→ TASK ITEM: In your reply, repeat every entry exactly and skip over each picture.
[[ EXERCISE DATA, beginning ]]
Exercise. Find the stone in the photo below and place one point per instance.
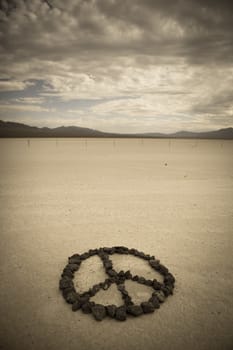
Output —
(154, 263)
(148, 283)
(141, 280)
(156, 285)
(112, 273)
(76, 306)
(72, 267)
(84, 298)
(121, 313)
(160, 295)
(155, 301)
(87, 307)
(128, 274)
(163, 269)
(68, 273)
(71, 297)
(98, 312)
(169, 279)
(75, 259)
(135, 278)
(84, 256)
(105, 285)
(65, 282)
(66, 291)
(111, 310)
(147, 307)
(127, 300)
(166, 291)
(135, 310)
(96, 288)
(108, 265)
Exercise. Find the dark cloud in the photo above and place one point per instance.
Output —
(198, 31)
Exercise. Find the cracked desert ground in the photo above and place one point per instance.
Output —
(168, 198)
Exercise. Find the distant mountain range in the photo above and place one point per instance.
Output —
(11, 129)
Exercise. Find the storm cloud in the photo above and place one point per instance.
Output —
(117, 65)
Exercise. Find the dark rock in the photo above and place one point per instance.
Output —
(169, 279)
(127, 300)
(87, 307)
(156, 285)
(108, 265)
(92, 252)
(75, 259)
(68, 273)
(121, 313)
(72, 267)
(121, 287)
(147, 257)
(147, 307)
(154, 263)
(76, 306)
(85, 256)
(107, 250)
(163, 269)
(121, 274)
(141, 280)
(135, 310)
(65, 282)
(105, 285)
(96, 288)
(66, 291)
(166, 291)
(112, 273)
(148, 283)
(111, 310)
(135, 278)
(98, 312)
(128, 274)
(160, 295)
(84, 298)
(71, 297)
(155, 301)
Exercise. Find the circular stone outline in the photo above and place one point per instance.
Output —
(82, 301)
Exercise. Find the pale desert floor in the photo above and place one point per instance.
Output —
(67, 196)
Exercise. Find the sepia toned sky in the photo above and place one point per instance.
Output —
(117, 65)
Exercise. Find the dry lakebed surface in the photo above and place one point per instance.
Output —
(172, 199)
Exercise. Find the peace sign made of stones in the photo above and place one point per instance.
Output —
(82, 301)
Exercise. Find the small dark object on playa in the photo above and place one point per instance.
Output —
(99, 312)
(121, 313)
(147, 307)
(111, 310)
(135, 310)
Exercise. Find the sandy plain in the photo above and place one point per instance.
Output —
(169, 198)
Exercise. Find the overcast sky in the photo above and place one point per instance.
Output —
(117, 65)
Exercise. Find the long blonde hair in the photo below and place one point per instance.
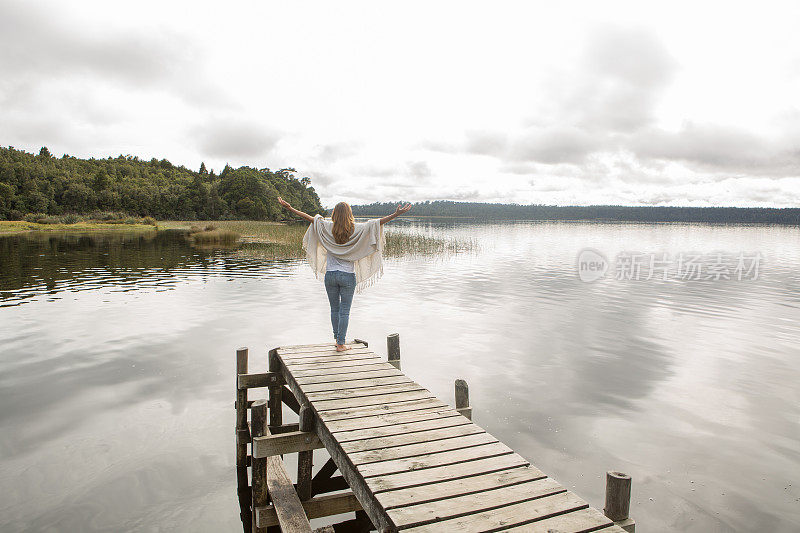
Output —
(343, 222)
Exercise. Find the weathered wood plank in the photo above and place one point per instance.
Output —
(402, 439)
(368, 433)
(355, 384)
(342, 393)
(290, 513)
(374, 410)
(509, 515)
(581, 521)
(416, 478)
(367, 401)
(421, 448)
(300, 363)
(345, 466)
(334, 366)
(459, 487)
(350, 376)
(434, 459)
(291, 442)
(290, 351)
(317, 507)
(425, 513)
(347, 369)
(266, 379)
(330, 356)
(390, 419)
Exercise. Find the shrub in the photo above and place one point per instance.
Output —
(34, 217)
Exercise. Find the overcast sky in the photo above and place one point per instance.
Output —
(635, 103)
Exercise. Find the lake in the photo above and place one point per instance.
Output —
(678, 366)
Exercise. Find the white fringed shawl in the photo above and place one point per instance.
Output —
(364, 248)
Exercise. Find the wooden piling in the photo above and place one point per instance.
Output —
(305, 459)
(242, 438)
(618, 500)
(275, 392)
(462, 398)
(258, 419)
(393, 349)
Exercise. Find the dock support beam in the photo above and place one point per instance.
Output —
(393, 349)
(275, 393)
(258, 419)
(618, 500)
(305, 459)
(242, 438)
(462, 398)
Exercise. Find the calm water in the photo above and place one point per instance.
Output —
(117, 368)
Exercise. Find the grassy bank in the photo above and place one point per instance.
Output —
(278, 240)
(8, 227)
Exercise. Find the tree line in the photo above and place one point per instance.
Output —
(156, 188)
(476, 210)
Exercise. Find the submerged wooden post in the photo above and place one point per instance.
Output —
(462, 398)
(305, 460)
(258, 420)
(275, 404)
(242, 437)
(618, 500)
(393, 349)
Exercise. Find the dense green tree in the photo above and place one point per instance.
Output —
(157, 188)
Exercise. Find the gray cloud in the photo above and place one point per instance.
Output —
(717, 148)
(606, 105)
(232, 138)
(38, 49)
(419, 170)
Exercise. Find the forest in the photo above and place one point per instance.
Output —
(476, 210)
(47, 185)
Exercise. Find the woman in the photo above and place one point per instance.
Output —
(349, 254)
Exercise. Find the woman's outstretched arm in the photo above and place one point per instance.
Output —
(297, 212)
(399, 211)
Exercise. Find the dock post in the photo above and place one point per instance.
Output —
(618, 500)
(275, 403)
(242, 438)
(462, 398)
(393, 349)
(305, 460)
(258, 419)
[[ EXERCISE DATA, end ]]
→ OUTPUT BELOW:
Exercise. Find the stone in the photo below and place one point per instance.
Output —
(154, 263)
(148, 283)
(141, 280)
(156, 285)
(112, 273)
(76, 306)
(72, 267)
(84, 298)
(121, 313)
(160, 295)
(155, 301)
(87, 307)
(128, 274)
(163, 269)
(68, 273)
(71, 297)
(98, 312)
(169, 279)
(75, 259)
(135, 278)
(84, 256)
(105, 285)
(65, 282)
(66, 291)
(111, 310)
(147, 307)
(127, 300)
(166, 291)
(135, 310)
(96, 288)
(108, 265)
Exercise. Find the dark cloud in the photo above and place one point per instance.
Output —
(198, 31)
Exercise. Find the cracked desert ground in the photo above and place one point per instance.
Output —
(168, 198)
Exercise. Find the distant mountain range in the photo above and place one point per instance.
Output —
(11, 129)
Exercise. Find the storm cloud in the photo above and place one point per instance.
Output —
(117, 65)
Exercise. Find the dark rock in the photo above and place one point per instance.
Output —
(169, 279)
(127, 300)
(87, 307)
(156, 285)
(108, 265)
(92, 252)
(75, 259)
(68, 273)
(121, 313)
(72, 267)
(121, 287)
(147, 257)
(147, 307)
(154, 263)
(76, 306)
(85, 256)
(107, 250)
(163, 269)
(121, 274)
(141, 280)
(135, 310)
(65, 282)
(105, 285)
(96, 288)
(66, 291)
(166, 291)
(112, 273)
(148, 283)
(111, 310)
(135, 278)
(98, 312)
(128, 274)
(160, 295)
(84, 298)
(71, 297)
(155, 301)
Exercise. Find the circular stone outline in the photo above and place one point per instance.
Output —
(82, 301)
Exercise. Find the pale desert floor in the photo above and place one point per instance.
Output —
(67, 196)
Exercise. Find the sepia toned sky in the photo above and place one point per instance.
Output —
(117, 65)
Exercise. Find the dry lakebed surface in the photo above and place one point per instance.
Output —
(172, 199)
Exercise. Find the peace sign made of stones in the photo above and place one point per instance.
Output —
(82, 301)
Exercise. Find the small dark object on playa in the photo above and place one point per instance.
Output —
(99, 312)
(121, 313)
(147, 307)
(111, 310)
(135, 310)
Exercise. Find the sandy plain in the photo above and place one point per instance.
Output —
(169, 198)
Exercise. Find the overcast sky in the photo above and place one point per instance.
Output —
(117, 65)
Exercise. Find the long blonde hair in the photo below and place one point per instance.
Output —
(343, 222)
Exercise. Find the weathered wood plank in the photo above and place one point per instance.
Output —
(402, 439)
(368, 433)
(355, 384)
(342, 393)
(290, 513)
(374, 410)
(509, 515)
(581, 521)
(416, 478)
(367, 401)
(421, 448)
(300, 363)
(345, 466)
(334, 366)
(459, 487)
(350, 376)
(434, 459)
(291, 442)
(290, 351)
(317, 507)
(425, 513)
(347, 369)
(266, 379)
(330, 356)
(390, 419)
Exercise. Find the shrub in the photo above and place one point per instance.
Output —
(34, 217)
Exercise. Find the overcast sky in the photo above and place one point per instance.
Output —
(635, 103)
Exercise. Find the lake in the photo above and place one point per instance.
Output —
(678, 366)
Exercise. Find the white fringed shawl in the photo above and place one point per instance.
Output —
(364, 248)
Exercise. Find the wooden piling in the photo above and place one point per instance.
Output —
(305, 459)
(242, 438)
(618, 500)
(275, 392)
(462, 398)
(258, 419)
(393, 349)
Exercise. Find the dock support beam in the photo above and place one point per instance.
Output —
(393, 349)
(275, 393)
(258, 419)
(618, 500)
(305, 459)
(242, 438)
(462, 398)
Exercise. Find the calm water in the photo above and place one point per instance.
Output —
(117, 368)
Exercise. Find the grassy bank in the photo above and place one point per instance.
Output —
(278, 240)
(8, 227)
Exercise. Find the tree line in the photo above and place one point per instance.
Output —
(156, 188)
(476, 210)
Exercise. Find the submerged wooden post in the photo above and place one point per instance.
Output —
(462, 398)
(305, 460)
(258, 420)
(275, 404)
(242, 437)
(618, 500)
(393, 349)
Exercise. Find the dense green tree in the photo above and place one point per instance.
Output —
(157, 188)
Exercise. Find the gray cloud in the photo above and place one point per instance.
Output —
(717, 148)
(606, 105)
(232, 138)
(38, 49)
(419, 170)
Exercise. Find the forest in the photo above and place one point per instance.
Output —
(476, 210)
(47, 185)
Exercise. Find the woman in the photo above and place one point per instance.
Output —
(349, 254)
Exercise. Find the woman's outstretched arm in the photo above and place one point per instance.
Output —
(297, 212)
(399, 211)
Exercise. Find the dock post in the photo above and place one point per instance.
Output —
(618, 500)
(275, 403)
(242, 438)
(462, 398)
(393, 349)
(305, 460)
(258, 419)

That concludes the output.